◆ **ÉNONCÉ 1**
Relevez toutes les expressions placées entre guillemets français dans le texte sur le FMI et Joe Biden.

◆ **TEXTE FOURNI**
Le FMI «ennemi des riches» vole au secours de Joe Biden !
Contribution d’Ali Akika – Le titre de l’article peut paraître paradoxal. En vérité, il est dans la logique des choses d’une mondialisation qui se sent menacée et à laquelle il faut apporter un remède. L’annonce de l’augmentation de l’impôt des sociétés par le président Joe Biden a fait les titres d’une certaine presse. Avant le FMI et avant Biden, il y a eu l’homme le plus riche des Etats-Unis qui «suppléait» le fisc d’augmenter ses impôts. Pourquoi ? Simplement en homme intelligent, il voulait sauvegarder ses intérêts car, dit-il, c’est la seule façon d’éviter la reprise de la lutte des classes, vieille peur du spectre de la révolution. Ainsi, nous savons maintenant que cette idée d’augmentation des impôts était dans les tuyaux du Fonds monétaire international (FMI), cette «banque» des Etats évidemment dominée par les Américains. Pourquoi maintenant cette augmentation des impôts des sociétés par Joe Biden ?

◆ **LIGNES DE DONNÉES**
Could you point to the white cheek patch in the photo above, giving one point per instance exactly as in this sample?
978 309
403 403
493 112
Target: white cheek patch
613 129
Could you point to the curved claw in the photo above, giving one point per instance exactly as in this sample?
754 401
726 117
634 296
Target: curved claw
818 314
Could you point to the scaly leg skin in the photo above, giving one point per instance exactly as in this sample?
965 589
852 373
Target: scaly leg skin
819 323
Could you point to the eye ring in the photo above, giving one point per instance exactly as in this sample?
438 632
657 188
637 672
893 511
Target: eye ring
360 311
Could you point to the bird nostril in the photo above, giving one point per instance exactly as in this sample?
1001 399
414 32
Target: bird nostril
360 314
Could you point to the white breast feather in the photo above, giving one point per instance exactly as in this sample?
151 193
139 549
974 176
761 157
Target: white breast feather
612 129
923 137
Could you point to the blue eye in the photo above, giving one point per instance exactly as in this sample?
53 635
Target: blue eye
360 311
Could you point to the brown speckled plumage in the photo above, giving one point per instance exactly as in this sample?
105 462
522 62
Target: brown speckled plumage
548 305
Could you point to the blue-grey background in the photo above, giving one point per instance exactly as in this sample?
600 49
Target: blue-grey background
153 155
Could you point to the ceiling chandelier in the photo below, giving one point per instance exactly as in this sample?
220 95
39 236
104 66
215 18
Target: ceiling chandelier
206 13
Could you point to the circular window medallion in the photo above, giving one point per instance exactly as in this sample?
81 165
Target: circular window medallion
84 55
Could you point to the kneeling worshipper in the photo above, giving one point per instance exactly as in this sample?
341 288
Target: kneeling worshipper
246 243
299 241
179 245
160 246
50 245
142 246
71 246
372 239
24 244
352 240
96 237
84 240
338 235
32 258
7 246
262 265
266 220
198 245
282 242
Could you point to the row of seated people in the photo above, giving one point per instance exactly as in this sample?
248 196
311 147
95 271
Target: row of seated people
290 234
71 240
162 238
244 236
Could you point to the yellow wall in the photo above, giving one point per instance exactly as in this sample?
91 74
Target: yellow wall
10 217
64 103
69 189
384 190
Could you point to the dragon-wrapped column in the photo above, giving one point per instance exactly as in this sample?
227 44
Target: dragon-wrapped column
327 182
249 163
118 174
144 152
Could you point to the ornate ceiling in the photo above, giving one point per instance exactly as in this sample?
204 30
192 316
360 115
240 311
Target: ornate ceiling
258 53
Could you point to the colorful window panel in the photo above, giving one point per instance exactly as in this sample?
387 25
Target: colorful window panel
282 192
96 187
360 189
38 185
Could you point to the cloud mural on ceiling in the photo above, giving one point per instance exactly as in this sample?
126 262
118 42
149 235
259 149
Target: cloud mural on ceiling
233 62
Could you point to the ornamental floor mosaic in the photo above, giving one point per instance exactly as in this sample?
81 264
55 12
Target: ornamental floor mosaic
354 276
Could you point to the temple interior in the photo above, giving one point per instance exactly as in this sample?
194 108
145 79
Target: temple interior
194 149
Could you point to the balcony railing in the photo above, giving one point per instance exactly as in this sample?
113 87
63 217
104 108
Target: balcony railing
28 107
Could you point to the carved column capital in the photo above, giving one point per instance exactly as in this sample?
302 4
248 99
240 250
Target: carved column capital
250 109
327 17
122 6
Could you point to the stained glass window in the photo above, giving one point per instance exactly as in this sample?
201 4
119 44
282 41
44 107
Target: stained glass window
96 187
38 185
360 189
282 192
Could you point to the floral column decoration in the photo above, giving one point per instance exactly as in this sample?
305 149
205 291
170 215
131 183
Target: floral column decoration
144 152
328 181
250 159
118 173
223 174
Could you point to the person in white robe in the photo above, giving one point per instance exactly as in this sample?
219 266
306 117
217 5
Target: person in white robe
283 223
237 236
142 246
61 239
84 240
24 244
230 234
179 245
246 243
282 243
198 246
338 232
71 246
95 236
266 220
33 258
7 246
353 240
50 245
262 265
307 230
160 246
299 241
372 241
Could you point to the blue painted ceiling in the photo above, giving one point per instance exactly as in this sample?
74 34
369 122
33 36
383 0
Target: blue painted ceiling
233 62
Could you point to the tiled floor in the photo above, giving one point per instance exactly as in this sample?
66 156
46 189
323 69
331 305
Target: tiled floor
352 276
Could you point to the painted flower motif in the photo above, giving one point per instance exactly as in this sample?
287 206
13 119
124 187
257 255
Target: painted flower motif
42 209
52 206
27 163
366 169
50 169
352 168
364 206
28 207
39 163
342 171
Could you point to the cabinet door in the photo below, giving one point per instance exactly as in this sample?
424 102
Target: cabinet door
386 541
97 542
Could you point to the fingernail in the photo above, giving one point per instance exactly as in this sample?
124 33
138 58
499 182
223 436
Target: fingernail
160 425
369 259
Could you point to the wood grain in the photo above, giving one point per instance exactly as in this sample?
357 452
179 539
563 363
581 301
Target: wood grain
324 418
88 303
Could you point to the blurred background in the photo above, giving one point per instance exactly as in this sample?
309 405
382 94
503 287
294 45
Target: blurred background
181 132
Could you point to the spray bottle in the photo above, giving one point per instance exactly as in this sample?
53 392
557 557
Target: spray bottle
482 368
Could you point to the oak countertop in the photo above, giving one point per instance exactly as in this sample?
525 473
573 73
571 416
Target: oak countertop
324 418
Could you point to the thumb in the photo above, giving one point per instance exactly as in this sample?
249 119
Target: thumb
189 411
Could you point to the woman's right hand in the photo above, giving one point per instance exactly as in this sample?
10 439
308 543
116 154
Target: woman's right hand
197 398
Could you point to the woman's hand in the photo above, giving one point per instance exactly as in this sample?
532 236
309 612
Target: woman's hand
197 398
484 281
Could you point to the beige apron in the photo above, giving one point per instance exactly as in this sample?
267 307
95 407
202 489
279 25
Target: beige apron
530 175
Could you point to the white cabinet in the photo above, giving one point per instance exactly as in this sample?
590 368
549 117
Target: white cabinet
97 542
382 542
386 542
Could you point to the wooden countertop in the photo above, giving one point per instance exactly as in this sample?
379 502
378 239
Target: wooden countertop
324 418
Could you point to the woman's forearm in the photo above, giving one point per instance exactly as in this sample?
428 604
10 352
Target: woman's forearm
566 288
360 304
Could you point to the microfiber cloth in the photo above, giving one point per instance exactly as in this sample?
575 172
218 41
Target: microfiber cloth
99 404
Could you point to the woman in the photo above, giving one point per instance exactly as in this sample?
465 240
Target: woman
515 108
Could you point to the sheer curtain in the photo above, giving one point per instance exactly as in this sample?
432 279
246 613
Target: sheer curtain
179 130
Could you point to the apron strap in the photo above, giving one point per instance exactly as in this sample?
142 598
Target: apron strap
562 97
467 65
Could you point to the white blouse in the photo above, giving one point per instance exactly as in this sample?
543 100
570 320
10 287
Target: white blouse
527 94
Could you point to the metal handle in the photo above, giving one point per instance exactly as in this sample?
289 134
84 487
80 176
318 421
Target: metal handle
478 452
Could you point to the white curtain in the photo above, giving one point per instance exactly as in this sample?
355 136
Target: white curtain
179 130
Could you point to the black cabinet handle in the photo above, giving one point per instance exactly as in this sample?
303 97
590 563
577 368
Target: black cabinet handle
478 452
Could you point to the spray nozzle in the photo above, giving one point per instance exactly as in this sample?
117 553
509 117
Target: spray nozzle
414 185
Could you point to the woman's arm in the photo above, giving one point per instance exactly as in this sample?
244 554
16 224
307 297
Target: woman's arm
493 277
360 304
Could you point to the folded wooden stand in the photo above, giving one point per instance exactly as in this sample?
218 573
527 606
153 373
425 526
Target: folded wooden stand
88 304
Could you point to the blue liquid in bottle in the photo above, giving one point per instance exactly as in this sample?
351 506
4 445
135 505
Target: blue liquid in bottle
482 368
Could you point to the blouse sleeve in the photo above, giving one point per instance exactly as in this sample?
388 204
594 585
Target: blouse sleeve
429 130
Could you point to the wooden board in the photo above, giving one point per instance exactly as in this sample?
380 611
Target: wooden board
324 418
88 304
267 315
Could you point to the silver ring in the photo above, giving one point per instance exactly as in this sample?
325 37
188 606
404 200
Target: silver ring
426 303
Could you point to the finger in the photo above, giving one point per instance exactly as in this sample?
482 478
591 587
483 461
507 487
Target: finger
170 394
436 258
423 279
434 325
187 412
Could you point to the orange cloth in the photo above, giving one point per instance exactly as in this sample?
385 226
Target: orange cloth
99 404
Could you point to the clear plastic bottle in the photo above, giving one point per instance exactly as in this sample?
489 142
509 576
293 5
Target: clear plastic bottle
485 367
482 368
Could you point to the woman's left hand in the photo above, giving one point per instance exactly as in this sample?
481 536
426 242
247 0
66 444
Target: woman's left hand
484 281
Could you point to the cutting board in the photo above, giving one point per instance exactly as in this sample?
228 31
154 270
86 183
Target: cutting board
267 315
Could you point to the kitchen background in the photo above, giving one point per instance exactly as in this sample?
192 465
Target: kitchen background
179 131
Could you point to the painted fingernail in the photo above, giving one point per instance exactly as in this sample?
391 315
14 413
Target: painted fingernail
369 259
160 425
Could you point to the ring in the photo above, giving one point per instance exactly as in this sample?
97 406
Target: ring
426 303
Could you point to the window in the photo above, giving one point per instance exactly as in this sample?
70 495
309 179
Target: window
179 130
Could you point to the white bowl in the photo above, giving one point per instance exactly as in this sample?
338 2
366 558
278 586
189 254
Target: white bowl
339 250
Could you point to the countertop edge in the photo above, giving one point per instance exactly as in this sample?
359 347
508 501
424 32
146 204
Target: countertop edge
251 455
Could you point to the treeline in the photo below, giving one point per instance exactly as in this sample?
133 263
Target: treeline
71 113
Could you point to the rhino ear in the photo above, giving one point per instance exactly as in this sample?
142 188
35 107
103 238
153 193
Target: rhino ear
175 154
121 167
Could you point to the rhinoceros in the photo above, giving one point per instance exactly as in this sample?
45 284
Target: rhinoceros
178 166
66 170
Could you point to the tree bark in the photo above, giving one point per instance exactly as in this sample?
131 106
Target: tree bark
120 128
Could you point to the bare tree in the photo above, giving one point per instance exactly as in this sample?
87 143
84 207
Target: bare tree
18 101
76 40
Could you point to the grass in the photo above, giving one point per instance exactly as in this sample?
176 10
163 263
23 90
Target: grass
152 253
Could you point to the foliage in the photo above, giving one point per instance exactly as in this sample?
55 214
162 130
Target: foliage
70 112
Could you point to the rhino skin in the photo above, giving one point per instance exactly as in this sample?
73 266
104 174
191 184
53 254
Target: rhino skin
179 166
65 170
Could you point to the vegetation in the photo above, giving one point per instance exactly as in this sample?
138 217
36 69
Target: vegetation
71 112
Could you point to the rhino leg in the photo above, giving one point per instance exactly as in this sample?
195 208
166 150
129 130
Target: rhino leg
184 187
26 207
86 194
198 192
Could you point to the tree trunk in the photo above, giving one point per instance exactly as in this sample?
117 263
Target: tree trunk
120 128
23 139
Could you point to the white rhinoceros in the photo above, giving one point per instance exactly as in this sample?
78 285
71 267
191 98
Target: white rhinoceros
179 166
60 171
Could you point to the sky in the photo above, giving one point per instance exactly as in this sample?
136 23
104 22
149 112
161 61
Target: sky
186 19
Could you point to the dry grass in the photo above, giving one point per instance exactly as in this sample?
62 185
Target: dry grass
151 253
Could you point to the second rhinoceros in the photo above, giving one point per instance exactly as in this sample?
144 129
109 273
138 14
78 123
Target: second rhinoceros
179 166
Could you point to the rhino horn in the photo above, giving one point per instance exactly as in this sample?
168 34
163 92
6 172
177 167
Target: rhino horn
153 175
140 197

◆ **ÉNONCÉ 2**
Ajoutez 41 à chaque coordonnée des réponses dans le passage de la liste allant de la ligne qui contient "Could you point to the dry" jusqu'à la fin de la liste. Réécrivez ensuite toutes ces lignes, consignes comprises.

◆ **RÉPONSE FINALE 1**
« ennemi des riches », « suppléait », « banque »

◆ **RÉPONSE FINALE 2**
Could you point to the dry grass in the photo above, giving one point per instance exactly as in this sample?
62 185
Target: dry grass
192 294
Could you point to the second rhinoceros in the photo above, giving one point per instance exactly as in this sample?
144 129
109 273
138 14
78 123
Target: second rhinoceros
220 207
Could you point to the rhino horn in the photo above, giving one point per instance exactly as in this sample?
168 34
163 92
6 172
177 167
Target: rhino horn
194 216
181 238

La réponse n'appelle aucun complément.